[ENTRIES]
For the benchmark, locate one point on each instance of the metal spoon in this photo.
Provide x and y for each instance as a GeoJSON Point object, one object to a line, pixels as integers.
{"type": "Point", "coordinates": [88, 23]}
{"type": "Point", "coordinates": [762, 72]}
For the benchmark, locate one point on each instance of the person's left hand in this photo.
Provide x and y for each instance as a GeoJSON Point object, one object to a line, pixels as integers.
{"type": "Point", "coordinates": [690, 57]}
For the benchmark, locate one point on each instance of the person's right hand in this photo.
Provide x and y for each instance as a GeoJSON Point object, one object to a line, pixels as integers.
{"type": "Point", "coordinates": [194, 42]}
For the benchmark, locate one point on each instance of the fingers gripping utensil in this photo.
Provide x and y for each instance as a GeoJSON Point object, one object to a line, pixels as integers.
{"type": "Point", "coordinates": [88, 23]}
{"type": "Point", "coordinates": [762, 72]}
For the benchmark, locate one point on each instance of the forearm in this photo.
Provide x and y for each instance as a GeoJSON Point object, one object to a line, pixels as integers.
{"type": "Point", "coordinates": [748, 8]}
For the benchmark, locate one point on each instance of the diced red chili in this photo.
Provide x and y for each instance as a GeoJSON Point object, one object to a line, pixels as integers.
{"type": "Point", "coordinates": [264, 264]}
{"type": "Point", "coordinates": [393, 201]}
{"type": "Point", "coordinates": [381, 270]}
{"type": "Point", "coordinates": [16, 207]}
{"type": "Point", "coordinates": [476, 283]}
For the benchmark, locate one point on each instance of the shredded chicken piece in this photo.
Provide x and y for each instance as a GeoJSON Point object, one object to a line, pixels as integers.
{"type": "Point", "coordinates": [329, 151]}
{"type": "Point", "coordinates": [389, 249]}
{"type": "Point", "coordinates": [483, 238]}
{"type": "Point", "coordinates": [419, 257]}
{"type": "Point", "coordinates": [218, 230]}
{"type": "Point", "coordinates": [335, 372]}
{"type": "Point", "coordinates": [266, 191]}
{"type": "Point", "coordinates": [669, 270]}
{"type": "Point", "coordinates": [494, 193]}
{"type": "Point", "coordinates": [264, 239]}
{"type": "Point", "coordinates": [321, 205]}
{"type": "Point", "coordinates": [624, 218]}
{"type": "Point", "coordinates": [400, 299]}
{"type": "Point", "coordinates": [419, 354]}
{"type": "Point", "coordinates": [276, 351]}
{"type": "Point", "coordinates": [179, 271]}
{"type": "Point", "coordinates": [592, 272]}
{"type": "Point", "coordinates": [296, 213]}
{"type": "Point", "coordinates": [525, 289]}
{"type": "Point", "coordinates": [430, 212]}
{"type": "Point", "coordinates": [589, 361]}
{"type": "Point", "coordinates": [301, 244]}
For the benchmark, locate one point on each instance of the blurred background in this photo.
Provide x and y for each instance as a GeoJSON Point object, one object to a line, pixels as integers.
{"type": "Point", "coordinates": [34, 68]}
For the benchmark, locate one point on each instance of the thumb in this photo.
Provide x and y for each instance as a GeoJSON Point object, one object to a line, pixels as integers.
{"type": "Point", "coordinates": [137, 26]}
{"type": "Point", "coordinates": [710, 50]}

[WRITTEN PROBLEM] Rewrite all of the lines above, replacing "benchmark" with "evaluation" wherever it appears and leaving everything else as it is.

[TASK RESPONSE]
For the evaluation, locate one point on each instance of the metal spoon in this photo.
Provide x and y for each instance as a GeoJSON Point object, one object to a line, pixels as integers.
{"type": "Point", "coordinates": [88, 23]}
{"type": "Point", "coordinates": [762, 72]}
For the evaluation, locate one point on each instance of the person's left hand in this photo.
Provide x and y for each instance as a GeoJSON Point object, one object to a line, pixels as integers.
{"type": "Point", "coordinates": [690, 57]}
For the evaluation, locate one point on each instance of the person's right hand in this photo.
Provide x and y for each instance as a GeoJSON Point object, one object to a line, pixels as integers.
{"type": "Point", "coordinates": [194, 42]}
For the evaluation, locate one point on each instance of the fingers gripping utensil in this photo.
Provide x and y for each instance as a GeoJSON Point object, one object to a line, pixels as integers.
{"type": "Point", "coordinates": [88, 23]}
{"type": "Point", "coordinates": [762, 72]}
For the evaluation, locate one point on each instance of the forearm in this photo.
Provide x and y for each instance as a GeoJSON Point object, one object to a line, pixels as integers.
{"type": "Point", "coordinates": [748, 8]}
For the evaluation, locate one point on each instance of the diced red chili in this photo.
Provide x and y for each instance as a GeoJSON Point object, one object to a line, pixels as integers.
{"type": "Point", "coordinates": [264, 264]}
{"type": "Point", "coordinates": [393, 201]}
{"type": "Point", "coordinates": [381, 270]}
{"type": "Point", "coordinates": [16, 207]}
{"type": "Point", "coordinates": [476, 283]}
For the evaluation, locate one point on each instance of the shredded chicken piece in this photo.
Provide x and y for each instance as a GeoJSON Point object, one object to a line, pixels as integers.
{"type": "Point", "coordinates": [329, 151]}
{"type": "Point", "coordinates": [389, 249]}
{"type": "Point", "coordinates": [483, 238]}
{"type": "Point", "coordinates": [419, 257]}
{"type": "Point", "coordinates": [218, 230]}
{"type": "Point", "coordinates": [335, 372]}
{"type": "Point", "coordinates": [266, 191]}
{"type": "Point", "coordinates": [669, 270]}
{"type": "Point", "coordinates": [494, 193]}
{"type": "Point", "coordinates": [264, 239]}
{"type": "Point", "coordinates": [321, 205]}
{"type": "Point", "coordinates": [624, 218]}
{"type": "Point", "coordinates": [400, 299]}
{"type": "Point", "coordinates": [419, 354]}
{"type": "Point", "coordinates": [276, 351]}
{"type": "Point", "coordinates": [179, 271]}
{"type": "Point", "coordinates": [592, 272]}
{"type": "Point", "coordinates": [296, 213]}
{"type": "Point", "coordinates": [525, 289]}
{"type": "Point", "coordinates": [430, 212]}
{"type": "Point", "coordinates": [589, 361]}
{"type": "Point", "coordinates": [301, 244]}
For the evaluation, locate one point on each instance of the blurred background in this photo.
Provide x and y for each instance as a GeoJSON Point object, one object to a line, pixels as integers.
{"type": "Point", "coordinates": [34, 68]}
For the evaluation, locate one point on each instance of the thumb in this photo.
Provide x and y for each instance as a GeoJSON Point object, one object to a line, pixels as integers.
{"type": "Point", "coordinates": [137, 26]}
{"type": "Point", "coordinates": [710, 50]}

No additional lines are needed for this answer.